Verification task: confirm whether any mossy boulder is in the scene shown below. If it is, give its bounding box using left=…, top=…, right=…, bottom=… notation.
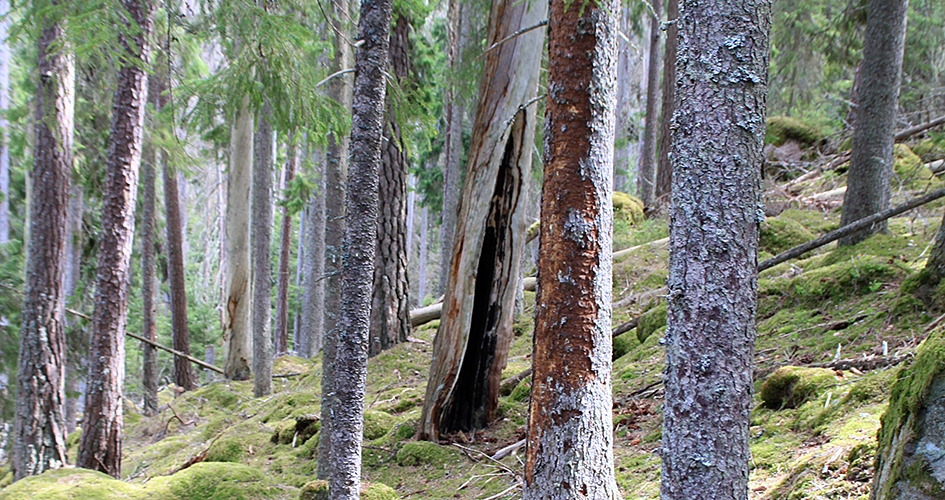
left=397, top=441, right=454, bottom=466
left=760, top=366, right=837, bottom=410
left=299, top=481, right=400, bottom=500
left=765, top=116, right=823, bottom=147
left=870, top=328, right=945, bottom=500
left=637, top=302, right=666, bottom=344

-*-*-

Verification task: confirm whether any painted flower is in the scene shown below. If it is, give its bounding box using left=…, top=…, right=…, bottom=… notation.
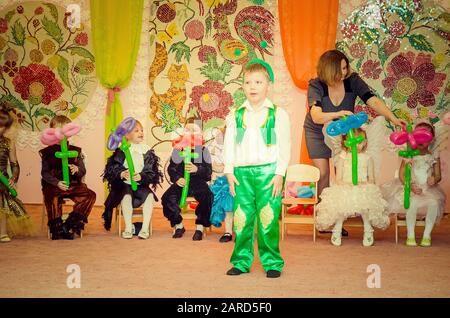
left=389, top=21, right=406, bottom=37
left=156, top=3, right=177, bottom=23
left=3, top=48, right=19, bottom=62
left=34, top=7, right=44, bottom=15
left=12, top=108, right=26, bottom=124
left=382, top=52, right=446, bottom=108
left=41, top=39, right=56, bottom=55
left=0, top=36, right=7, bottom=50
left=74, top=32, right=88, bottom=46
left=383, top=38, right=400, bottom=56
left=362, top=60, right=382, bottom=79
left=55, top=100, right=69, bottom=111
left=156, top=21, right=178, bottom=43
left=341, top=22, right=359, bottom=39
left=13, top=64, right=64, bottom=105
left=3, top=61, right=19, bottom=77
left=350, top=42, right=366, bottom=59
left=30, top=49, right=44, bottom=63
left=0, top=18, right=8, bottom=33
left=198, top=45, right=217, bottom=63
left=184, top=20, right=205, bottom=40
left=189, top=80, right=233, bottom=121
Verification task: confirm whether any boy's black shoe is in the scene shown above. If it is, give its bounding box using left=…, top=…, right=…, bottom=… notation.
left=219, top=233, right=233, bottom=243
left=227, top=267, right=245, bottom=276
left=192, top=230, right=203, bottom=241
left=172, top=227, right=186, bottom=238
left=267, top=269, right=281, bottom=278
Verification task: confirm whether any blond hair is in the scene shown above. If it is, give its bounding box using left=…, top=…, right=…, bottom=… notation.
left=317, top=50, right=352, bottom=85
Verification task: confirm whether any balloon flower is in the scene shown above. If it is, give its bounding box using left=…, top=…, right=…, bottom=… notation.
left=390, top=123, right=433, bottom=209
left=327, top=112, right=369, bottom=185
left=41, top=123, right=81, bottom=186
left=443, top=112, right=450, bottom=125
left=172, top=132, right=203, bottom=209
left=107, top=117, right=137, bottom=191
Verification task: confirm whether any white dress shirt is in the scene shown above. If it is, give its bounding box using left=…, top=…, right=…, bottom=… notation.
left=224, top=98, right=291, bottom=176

-*-*-

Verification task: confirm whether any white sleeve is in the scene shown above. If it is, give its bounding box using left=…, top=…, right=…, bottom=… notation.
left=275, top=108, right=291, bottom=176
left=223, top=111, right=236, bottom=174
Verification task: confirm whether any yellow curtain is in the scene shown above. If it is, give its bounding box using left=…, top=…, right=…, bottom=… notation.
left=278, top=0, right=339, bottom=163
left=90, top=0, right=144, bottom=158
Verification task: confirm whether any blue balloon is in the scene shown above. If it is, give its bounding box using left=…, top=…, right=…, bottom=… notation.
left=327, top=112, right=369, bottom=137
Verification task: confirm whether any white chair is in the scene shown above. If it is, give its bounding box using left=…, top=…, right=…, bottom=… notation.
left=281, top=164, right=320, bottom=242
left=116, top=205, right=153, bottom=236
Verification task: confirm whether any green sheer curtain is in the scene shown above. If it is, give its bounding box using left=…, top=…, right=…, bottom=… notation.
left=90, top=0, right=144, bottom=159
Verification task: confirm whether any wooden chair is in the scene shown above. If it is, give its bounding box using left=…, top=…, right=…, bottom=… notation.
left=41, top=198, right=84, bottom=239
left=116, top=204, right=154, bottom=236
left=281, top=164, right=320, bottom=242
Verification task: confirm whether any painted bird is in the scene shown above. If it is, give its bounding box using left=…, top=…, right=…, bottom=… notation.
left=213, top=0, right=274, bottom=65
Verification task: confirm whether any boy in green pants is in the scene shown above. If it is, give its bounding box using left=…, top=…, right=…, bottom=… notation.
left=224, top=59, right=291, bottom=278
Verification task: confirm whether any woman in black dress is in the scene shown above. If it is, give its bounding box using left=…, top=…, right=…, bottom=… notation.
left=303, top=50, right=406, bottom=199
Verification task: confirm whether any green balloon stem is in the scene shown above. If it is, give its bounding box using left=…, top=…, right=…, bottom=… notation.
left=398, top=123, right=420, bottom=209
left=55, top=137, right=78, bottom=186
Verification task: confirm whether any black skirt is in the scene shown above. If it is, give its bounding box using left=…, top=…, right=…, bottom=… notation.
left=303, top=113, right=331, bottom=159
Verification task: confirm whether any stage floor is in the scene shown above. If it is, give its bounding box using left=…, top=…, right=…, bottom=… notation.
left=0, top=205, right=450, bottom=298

-*-*-

*任务要求*
更新以下数据：从含有“Verification task: confirm whether any painted flower”的那一行开始，一直到含有“left=34, top=7, right=44, bottom=15”的那一行，把其中的“painted flower”改为“silk flower”，其余内容不变，也只给出这几行。答案中不要包含图片。

*最终答案*
Verification task: confirm whether any silk flower is in the scene shown below. If it is, give its bounding box using left=…, top=…, right=…, bottom=… notation.
left=389, top=21, right=406, bottom=37
left=156, top=3, right=177, bottom=23
left=3, top=48, right=19, bottom=62
left=34, top=7, right=44, bottom=15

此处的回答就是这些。